§ **EXERCISE MATERIAL**:
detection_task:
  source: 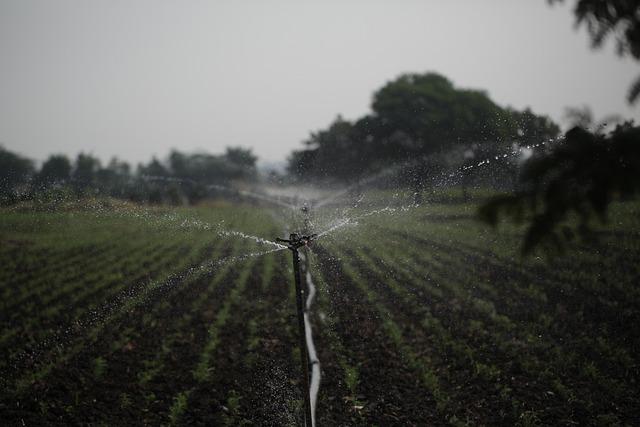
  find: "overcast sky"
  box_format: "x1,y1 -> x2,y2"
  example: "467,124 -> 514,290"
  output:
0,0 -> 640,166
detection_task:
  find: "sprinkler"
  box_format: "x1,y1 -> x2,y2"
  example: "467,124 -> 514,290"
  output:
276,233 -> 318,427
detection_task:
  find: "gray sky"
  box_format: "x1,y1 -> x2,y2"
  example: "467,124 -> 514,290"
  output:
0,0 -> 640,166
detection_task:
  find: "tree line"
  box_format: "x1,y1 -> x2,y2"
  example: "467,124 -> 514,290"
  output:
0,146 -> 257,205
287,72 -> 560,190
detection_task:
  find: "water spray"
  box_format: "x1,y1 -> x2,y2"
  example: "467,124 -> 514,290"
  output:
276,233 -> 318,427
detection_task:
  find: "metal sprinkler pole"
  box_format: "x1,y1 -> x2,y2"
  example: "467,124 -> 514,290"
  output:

==

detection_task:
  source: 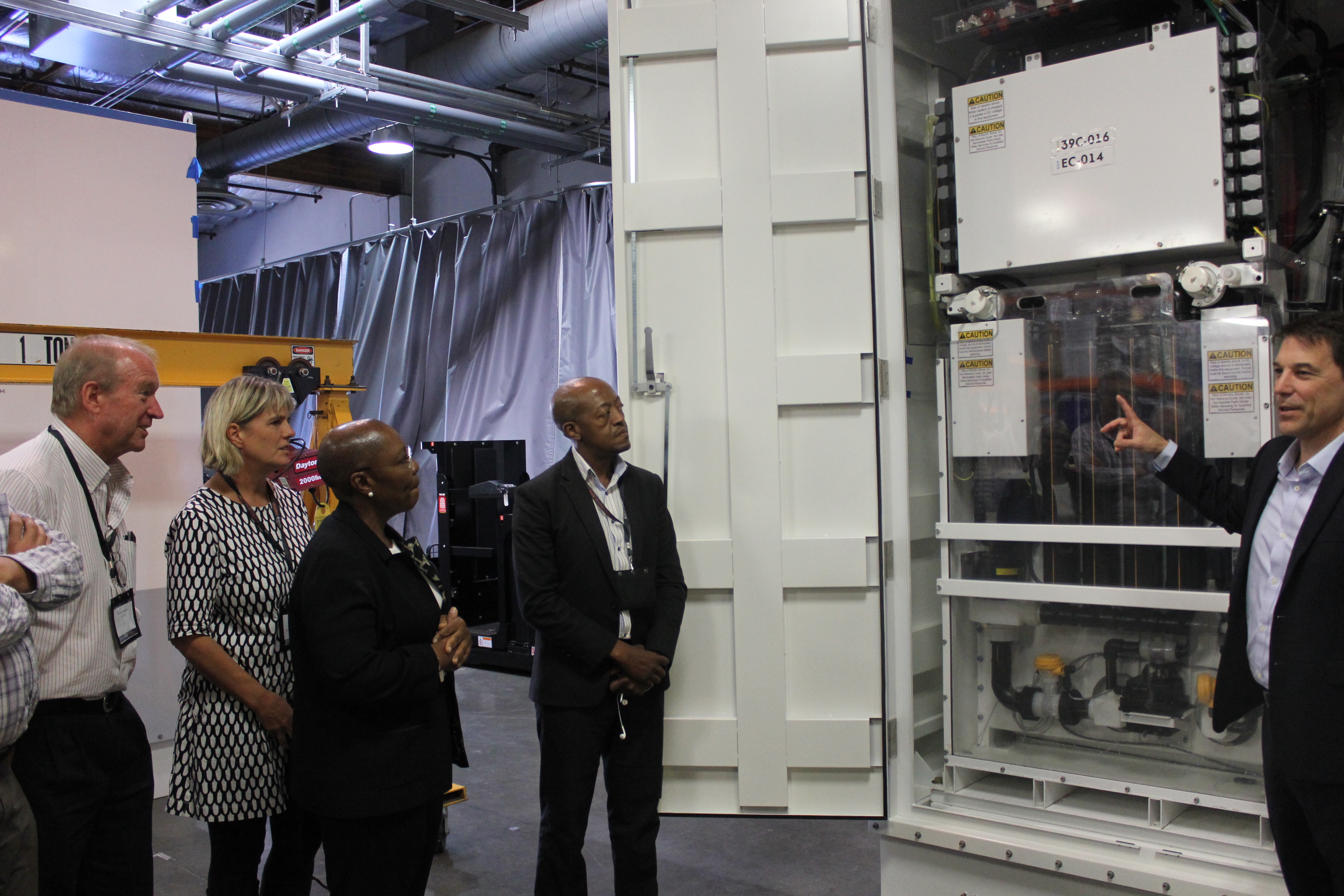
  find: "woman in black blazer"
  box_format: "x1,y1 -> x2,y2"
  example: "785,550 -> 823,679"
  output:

...

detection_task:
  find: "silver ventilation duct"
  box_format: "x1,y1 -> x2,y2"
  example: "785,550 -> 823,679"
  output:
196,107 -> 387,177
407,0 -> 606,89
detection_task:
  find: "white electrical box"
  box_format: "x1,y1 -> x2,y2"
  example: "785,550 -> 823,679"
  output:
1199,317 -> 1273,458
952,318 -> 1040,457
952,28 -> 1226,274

§ **WRITTEN TASK**:
Which lines in the records above contain the word "sprinkler"? Return each of those lines in full, treating uppercase and lowercase as different.

§ **RESPONSE FOR THIS EXERCISE**:
  find: "sprinkler"
  find: "metal sprinkler pole"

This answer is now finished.